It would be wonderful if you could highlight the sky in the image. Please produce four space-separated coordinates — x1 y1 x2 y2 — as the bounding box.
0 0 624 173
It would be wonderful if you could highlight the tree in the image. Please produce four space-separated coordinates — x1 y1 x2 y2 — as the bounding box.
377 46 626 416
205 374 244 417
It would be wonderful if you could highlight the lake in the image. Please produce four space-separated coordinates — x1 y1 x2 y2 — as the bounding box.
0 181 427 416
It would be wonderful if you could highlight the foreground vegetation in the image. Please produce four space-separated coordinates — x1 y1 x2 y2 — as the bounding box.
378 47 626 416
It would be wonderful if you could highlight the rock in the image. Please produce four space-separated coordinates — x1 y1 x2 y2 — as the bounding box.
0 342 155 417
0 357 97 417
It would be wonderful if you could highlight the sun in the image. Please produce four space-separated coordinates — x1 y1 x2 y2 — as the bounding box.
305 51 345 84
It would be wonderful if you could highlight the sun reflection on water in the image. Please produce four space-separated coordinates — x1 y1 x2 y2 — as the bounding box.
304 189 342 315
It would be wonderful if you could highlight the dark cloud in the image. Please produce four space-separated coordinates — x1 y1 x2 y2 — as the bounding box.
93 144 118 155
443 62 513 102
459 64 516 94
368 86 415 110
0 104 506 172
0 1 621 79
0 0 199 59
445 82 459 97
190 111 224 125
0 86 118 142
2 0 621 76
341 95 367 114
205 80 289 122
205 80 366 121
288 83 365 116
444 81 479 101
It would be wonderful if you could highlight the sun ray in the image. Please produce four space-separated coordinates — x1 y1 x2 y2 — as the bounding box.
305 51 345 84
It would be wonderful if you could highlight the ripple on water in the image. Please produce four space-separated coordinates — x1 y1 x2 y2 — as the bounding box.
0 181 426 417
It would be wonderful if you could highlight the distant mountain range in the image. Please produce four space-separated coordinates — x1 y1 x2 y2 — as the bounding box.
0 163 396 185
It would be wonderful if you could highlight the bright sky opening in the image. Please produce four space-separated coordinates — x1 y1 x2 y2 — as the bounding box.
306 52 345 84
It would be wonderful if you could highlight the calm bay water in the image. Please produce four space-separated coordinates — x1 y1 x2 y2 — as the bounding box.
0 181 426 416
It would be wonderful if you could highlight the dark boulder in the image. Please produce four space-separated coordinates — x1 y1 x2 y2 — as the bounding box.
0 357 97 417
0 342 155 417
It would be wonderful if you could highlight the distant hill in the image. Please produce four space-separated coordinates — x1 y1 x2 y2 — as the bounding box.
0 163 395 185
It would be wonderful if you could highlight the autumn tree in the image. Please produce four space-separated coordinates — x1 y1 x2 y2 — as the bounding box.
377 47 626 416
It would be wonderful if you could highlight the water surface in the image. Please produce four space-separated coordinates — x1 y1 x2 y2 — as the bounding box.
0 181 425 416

============

• Task objective
Repeat all of the records above exactly as they appear.

• Solution
It would be wonderful if you could highlight the sky in the image. Please produce four space-separated coordinates — x1 y1 x2 y2 — as the bounding box.
0 0 624 173
It would be wonderful if you could highlight the tree in the image. Please produce four space-separated coordinates — x1 y1 x2 y2 — as the bounding box.
377 46 626 416
205 374 244 417
It would be wonderful if you could highlight the lake in the image. Please produce four space-separated coordinates — x1 y1 x2 y2 — as the bounding box.
0 181 427 416
It would be wonderful if you could highlight the foreground vegetation in the image. Please produce four space-separated coordinates — x1 y1 x2 y2 — as the bounding box.
378 47 626 416
It would be wonderful if you could highlight the rock in the image. Please produce four space-separated coordinates — x1 y1 x2 y2 — as the bounding box.
0 342 155 417
0 357 97 417
It would be wonderful if you could highlight the sun in the image. Please produce four space-separated coordinates — x1 y1 x2 y2 — as the bounding box.
305 51 345 84
It would be wonderful if you could highlight the sun reflection on water in the image. Please produce four space-separated coordinates — x1 y1 x2 y2 — as the bounding box.
304 189 342 315
It would be wonderful if you could highlight the dark cloud in the image. Please produce four space-separated coordinates — x1 y1 x2 y2 — as the bounding box.
93 144 118 155
443 62 513 102
459 64 516 94
368 86 415 110
0 104 506 172
0 1 621 79
0 0 199 59
445 82 459 97
190 111 224 125
0 86 118 142
2 0 621 76
341 95 367 114
205 80 289 122
205 80 366 121
288 83 365 116
444 81 479 101
It would be wonderful if you could highlight the sun ray in the image. Please produce four space-separated coordinates — x1 y1 x2 y2 — as the bounding box.
305 51 345 84
It would be wonderful if you could highlight the ripple on water in the image. Please produce four space-separated coordinates — x1 y1 x2 y2 — as the bounding box.
0 181 426 417
It would be wonderful if you could highlight the distant mountain range in the image. Please produce four space-separated coordinates — x1 y1 x2 y2 — as the bounding box.
0 163 396 185
It would be wonderful if you could highlight the bright sky opening in the image. Please produce four space-separated coordinates — x1 y1 x2 y2 — as the bounding box.
306 52 345 84
It would be wonderful if you could highlight the calm bay water in the image. Please produce four space-separated coordinates — x1 y1 x2 y2 — as the bounding box.
0 181 426 416
It would be wonderful if you could highlight the dark boulder in the image. Please produce four space-separated coordinates — x1 y1 x2 y2 — as the bounding box.
0 357 97 417
0 342 155 417
It would be wonderful if you could highlight the distant hill in the image. Please produce four space-separated coordinates — x1 y1 x2 y2 — as the bounding box.
0 163 395 185
It would be wonderful if you could highlight the autumn tree in the image. Please produce four space-separated coordinates — x1 y1 x2 y2 — as the bounding box.
377 47 626 416
It would be wonderful if you could highlight the water surface in the image. Please produce four space-separated coordinates — x1 y1 x2 y2 — as the bounding box.
0 181 425 416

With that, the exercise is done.